• DOCUMENT EXTRACT
++++++++++++++++++++

3 months is super late to wean, 2 is the norm.
I apologize if this is out of line for me to say, but if he is too sensitive to your emotions, perhaps he is not an ideal PTSD candidate.
Hope he works out, he seems to be in a loving home.

by Bfitz90 on 10 January 2016 - 16:01

There's numerous cases in which veterans use rescue dogs from abuse, homelessness etc. I just feel until he is 100% adjusted and we figure out the issues from previous owners and continue to get him on my side, which with work can happen. I think in experience with veterans who have service dogs it's a bonus that he can read my emotions, it's what he's going to be trained in, waking me from nightmares, getting me out of anxious situations etc, just need to make him more of my dog vs a family dog and I've began doing that more and more trying to separate the difference. I appreciate the advice and opinions, just going to keep working slowly to get things back on track, looking at it as his PTSD issues from what most believe a not so great previous experience with the male owner and helping him to eventually help me.

by Nans gsd on 10 January 2016 - 17:01

First and foremost: take him to the vet and be sure he feels OK: Definitely get a fresh urine specimen and take with you to the vet. For now keep him on leash with you with lots of confidence building and play. He is just a baby puppy; help build your relationship with him as the shepherds tend to want to be with the one person that works, plays and feeds them the most.

Make sure he is on a diet that is nutritious and age appropriate for him, preferably not a puppy food. Just be sure his nutritional needs are met. You definitely do not want to walk him for an hour at a time. Maybe a 10-15 minute walk at his speed, not yours.

Also, I notice with male puppies sometimes at different stages of their puppy growth their bladders do not grow as fast as their bodies and they tend to have more accidents. Happened with my boy when he was a youngster; he did grow out of it but was also worried why all of a sudden he was having accidents in the house and had not had any accidents since he was 12 weeks old.?? What are you doing different? Be sure there is not too much salt in his dog food and try to notice how much water he is drinking? If it seems like a lot then maybe change his food.

++++++++++++++++++++

Region pointing data:
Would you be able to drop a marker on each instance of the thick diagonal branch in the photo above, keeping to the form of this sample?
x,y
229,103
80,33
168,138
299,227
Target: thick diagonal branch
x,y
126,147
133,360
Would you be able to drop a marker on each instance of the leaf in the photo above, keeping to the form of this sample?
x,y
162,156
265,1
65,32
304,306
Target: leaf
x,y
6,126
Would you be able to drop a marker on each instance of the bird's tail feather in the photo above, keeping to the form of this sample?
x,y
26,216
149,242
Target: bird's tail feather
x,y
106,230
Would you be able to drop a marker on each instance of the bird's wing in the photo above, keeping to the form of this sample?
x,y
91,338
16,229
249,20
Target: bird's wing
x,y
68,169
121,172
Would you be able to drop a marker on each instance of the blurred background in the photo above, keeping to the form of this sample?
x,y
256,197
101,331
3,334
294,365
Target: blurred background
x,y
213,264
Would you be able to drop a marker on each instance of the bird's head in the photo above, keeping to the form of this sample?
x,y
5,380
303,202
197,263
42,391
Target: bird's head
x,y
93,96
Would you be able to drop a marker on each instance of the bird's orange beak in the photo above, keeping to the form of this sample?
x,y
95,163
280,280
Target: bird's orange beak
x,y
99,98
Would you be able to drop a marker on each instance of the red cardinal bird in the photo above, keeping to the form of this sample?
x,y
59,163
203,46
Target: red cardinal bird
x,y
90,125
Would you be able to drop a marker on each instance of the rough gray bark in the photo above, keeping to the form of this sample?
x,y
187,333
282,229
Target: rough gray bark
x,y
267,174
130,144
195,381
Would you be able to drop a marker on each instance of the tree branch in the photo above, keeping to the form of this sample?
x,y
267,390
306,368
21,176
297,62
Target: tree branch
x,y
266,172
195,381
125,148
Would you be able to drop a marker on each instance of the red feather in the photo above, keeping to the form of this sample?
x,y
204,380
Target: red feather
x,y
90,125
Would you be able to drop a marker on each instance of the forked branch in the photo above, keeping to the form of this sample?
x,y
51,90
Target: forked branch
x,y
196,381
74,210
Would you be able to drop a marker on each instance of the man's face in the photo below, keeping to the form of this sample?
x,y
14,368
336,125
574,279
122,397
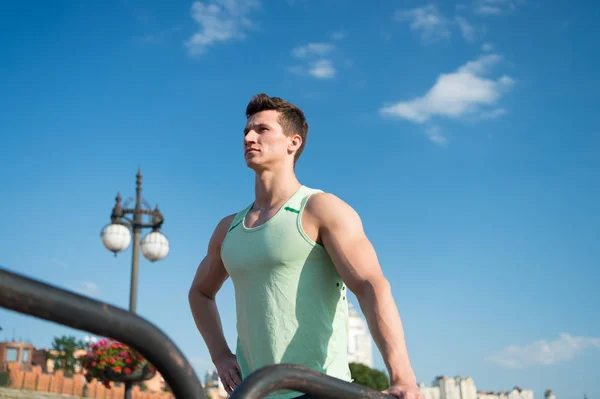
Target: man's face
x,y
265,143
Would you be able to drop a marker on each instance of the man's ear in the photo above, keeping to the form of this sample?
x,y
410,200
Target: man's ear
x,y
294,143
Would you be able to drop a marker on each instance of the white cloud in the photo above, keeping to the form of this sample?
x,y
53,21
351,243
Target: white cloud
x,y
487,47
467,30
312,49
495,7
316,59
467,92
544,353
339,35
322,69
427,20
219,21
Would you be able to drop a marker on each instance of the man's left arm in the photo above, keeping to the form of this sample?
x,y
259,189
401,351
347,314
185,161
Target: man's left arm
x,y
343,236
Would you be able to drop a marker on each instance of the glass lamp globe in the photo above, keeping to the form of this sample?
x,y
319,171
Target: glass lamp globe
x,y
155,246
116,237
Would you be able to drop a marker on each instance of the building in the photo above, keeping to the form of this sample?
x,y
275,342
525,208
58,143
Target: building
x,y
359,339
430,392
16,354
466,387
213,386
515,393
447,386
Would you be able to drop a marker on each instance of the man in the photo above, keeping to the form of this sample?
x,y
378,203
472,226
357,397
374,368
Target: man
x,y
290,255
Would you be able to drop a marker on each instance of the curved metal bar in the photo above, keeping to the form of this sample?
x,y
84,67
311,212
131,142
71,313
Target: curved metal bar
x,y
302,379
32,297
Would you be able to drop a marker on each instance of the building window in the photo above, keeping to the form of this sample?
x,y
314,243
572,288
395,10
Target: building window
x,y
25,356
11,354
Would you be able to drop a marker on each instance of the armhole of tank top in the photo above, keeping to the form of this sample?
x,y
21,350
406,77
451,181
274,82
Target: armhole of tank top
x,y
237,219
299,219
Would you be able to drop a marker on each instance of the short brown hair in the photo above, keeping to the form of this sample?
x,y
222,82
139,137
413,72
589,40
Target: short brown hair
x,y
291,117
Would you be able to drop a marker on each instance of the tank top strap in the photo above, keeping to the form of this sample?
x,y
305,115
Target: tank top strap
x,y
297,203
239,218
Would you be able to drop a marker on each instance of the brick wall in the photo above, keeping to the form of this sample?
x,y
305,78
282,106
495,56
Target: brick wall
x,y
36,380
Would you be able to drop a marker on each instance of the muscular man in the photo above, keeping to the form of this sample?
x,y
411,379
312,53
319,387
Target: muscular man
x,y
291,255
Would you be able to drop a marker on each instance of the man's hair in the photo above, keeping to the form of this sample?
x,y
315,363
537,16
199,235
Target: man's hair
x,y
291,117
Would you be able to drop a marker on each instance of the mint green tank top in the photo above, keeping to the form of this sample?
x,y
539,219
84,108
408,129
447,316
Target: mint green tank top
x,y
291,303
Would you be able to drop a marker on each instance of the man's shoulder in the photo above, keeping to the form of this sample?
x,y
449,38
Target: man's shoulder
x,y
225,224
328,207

++++++++++++++++++++

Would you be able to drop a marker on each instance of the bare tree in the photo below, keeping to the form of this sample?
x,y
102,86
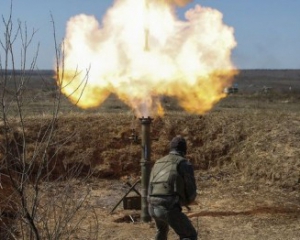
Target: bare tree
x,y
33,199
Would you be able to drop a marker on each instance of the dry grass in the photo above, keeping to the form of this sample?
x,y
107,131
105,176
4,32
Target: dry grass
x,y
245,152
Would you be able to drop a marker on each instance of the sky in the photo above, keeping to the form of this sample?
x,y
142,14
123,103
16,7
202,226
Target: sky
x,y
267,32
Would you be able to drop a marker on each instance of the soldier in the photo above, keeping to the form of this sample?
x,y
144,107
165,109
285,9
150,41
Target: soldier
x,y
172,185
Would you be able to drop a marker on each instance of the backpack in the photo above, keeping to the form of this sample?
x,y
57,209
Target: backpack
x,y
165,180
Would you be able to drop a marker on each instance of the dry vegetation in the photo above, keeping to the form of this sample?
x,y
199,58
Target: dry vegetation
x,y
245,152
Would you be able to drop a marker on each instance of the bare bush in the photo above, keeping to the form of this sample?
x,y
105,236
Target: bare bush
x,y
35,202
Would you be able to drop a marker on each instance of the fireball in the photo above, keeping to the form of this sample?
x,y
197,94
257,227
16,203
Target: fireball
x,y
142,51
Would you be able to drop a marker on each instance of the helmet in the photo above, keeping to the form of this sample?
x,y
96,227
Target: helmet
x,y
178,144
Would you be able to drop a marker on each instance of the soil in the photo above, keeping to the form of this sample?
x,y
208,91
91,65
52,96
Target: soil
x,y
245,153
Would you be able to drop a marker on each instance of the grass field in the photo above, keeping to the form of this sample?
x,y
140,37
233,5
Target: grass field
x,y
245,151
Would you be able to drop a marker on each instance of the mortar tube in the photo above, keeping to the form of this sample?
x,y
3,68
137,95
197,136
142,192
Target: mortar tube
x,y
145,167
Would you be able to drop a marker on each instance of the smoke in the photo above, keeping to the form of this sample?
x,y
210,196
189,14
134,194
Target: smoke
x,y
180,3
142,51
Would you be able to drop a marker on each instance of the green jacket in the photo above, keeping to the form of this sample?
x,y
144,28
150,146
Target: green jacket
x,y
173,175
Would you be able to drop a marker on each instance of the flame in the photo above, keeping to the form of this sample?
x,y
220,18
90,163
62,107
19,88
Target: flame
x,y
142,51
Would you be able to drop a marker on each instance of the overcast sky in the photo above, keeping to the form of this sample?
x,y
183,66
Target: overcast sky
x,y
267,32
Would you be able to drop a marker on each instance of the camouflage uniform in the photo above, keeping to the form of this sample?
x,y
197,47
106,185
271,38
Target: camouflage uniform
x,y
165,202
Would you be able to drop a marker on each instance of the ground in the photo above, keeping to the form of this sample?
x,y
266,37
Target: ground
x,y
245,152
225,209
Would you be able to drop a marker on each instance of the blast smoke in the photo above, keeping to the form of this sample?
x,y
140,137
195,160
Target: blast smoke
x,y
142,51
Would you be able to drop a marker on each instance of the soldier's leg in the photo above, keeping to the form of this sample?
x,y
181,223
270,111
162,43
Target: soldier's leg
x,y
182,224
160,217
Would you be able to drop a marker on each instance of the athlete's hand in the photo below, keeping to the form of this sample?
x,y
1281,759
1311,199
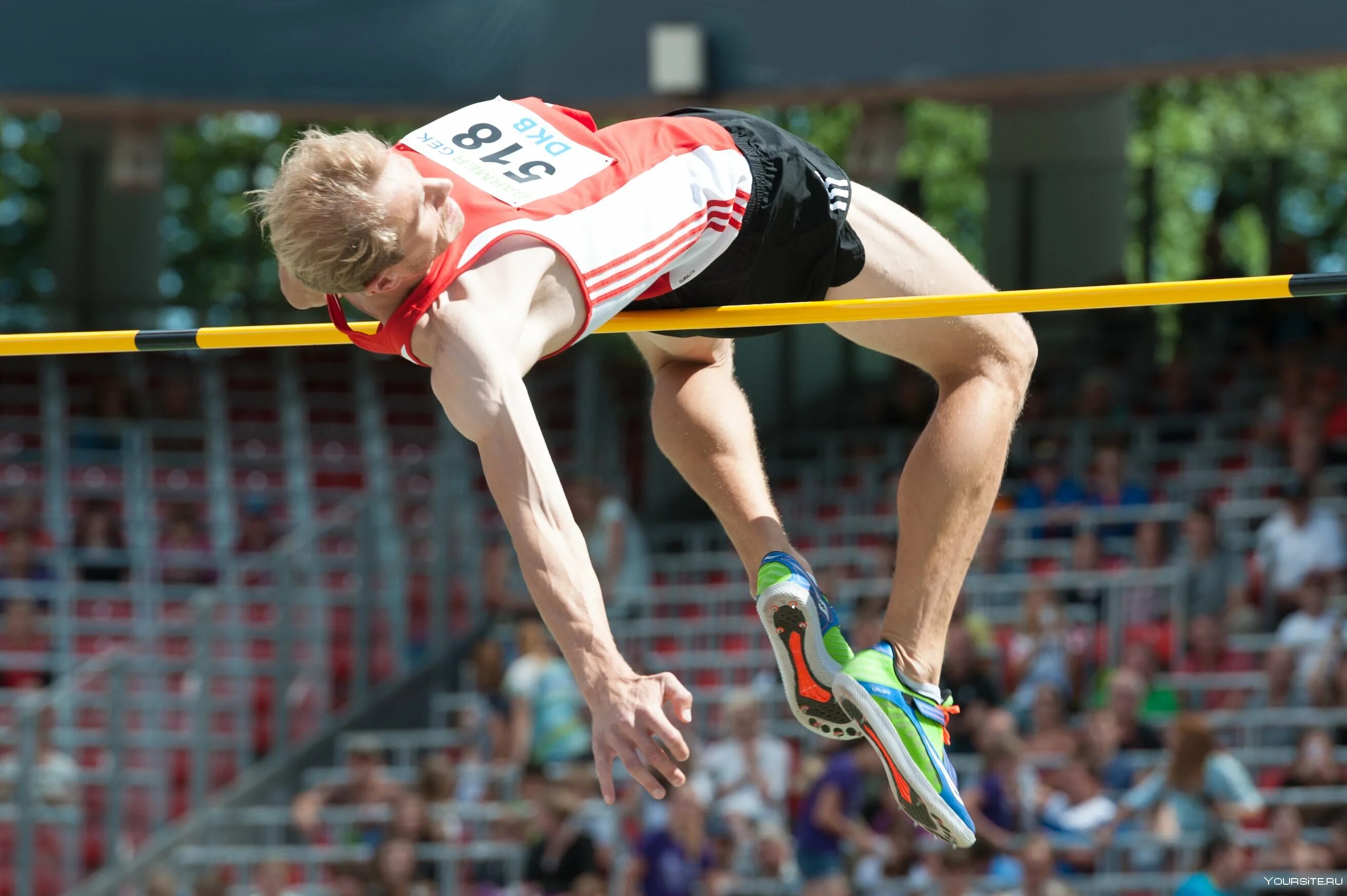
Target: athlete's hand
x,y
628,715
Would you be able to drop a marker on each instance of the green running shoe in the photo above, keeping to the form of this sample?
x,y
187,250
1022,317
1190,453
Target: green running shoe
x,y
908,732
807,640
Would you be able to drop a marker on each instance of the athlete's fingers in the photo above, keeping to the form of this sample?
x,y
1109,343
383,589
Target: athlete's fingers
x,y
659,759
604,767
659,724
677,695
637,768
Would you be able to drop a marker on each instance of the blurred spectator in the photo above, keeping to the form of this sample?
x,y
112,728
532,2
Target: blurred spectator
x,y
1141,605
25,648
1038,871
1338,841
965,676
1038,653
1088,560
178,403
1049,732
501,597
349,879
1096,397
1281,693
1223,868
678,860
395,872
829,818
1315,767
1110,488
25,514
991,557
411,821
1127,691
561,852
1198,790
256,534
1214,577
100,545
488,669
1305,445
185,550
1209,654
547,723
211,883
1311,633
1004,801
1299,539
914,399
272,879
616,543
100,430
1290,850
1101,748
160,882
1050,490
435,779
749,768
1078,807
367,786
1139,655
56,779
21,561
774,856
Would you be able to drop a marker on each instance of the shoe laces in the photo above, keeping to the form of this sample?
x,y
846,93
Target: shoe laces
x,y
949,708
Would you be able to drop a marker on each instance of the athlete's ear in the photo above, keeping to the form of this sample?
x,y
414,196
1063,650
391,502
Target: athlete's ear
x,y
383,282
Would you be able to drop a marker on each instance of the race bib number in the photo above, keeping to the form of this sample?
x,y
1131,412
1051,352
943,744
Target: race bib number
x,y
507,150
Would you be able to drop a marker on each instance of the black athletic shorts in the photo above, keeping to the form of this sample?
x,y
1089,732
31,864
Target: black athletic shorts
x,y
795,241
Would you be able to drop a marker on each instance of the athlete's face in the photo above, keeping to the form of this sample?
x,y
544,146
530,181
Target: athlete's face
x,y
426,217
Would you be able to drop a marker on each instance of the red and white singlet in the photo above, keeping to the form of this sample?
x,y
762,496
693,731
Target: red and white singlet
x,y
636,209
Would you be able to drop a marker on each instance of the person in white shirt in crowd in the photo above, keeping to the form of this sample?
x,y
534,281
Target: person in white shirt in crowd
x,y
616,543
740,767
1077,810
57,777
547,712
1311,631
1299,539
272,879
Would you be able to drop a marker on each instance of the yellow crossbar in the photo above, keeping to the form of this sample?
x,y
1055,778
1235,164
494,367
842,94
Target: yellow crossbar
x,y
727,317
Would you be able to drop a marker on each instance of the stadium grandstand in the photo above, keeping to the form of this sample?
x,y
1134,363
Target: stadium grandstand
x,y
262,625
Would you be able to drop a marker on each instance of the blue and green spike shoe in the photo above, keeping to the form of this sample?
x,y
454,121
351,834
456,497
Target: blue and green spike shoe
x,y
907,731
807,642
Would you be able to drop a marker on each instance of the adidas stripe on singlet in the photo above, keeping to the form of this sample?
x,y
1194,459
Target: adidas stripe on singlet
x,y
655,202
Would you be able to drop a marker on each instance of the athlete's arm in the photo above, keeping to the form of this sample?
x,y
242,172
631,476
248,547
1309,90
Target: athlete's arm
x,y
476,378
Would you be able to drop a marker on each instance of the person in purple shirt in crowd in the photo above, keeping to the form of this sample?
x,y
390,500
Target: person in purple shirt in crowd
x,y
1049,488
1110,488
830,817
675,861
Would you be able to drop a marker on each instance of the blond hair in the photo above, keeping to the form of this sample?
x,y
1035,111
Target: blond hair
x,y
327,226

++++++++++++++++++++

• TASKS AND EXERCISES
a) In the forum thread about the puppy, how long a walk does Nans gsd recommend?
b) Continue the forum thread about the puppy from where it stops.

• RESPONSES PER TASK
a) A 10-15 minute walk at his speed.

b)
If he is a real sensitive boy "great" I get a lot out of a sensitive male. BUT I do find that they sometimes learn slower than females and sometimes take longer to bond. Really depends on the dog though, I say give it more time and a lot more patience will be required, after all you are just beginning your life with him to serve you. Don't expect too much too soon but at the same time you need to continue with gentle training in obedience and that will also help build his confidence. Go his speed for a while and definitely try to take him out for socializing, let him sit on your lap on leash and take in the world; for now YOU are his protector. He will figure it out. Before taking him out for socializing, be sure he is healthy and feels well.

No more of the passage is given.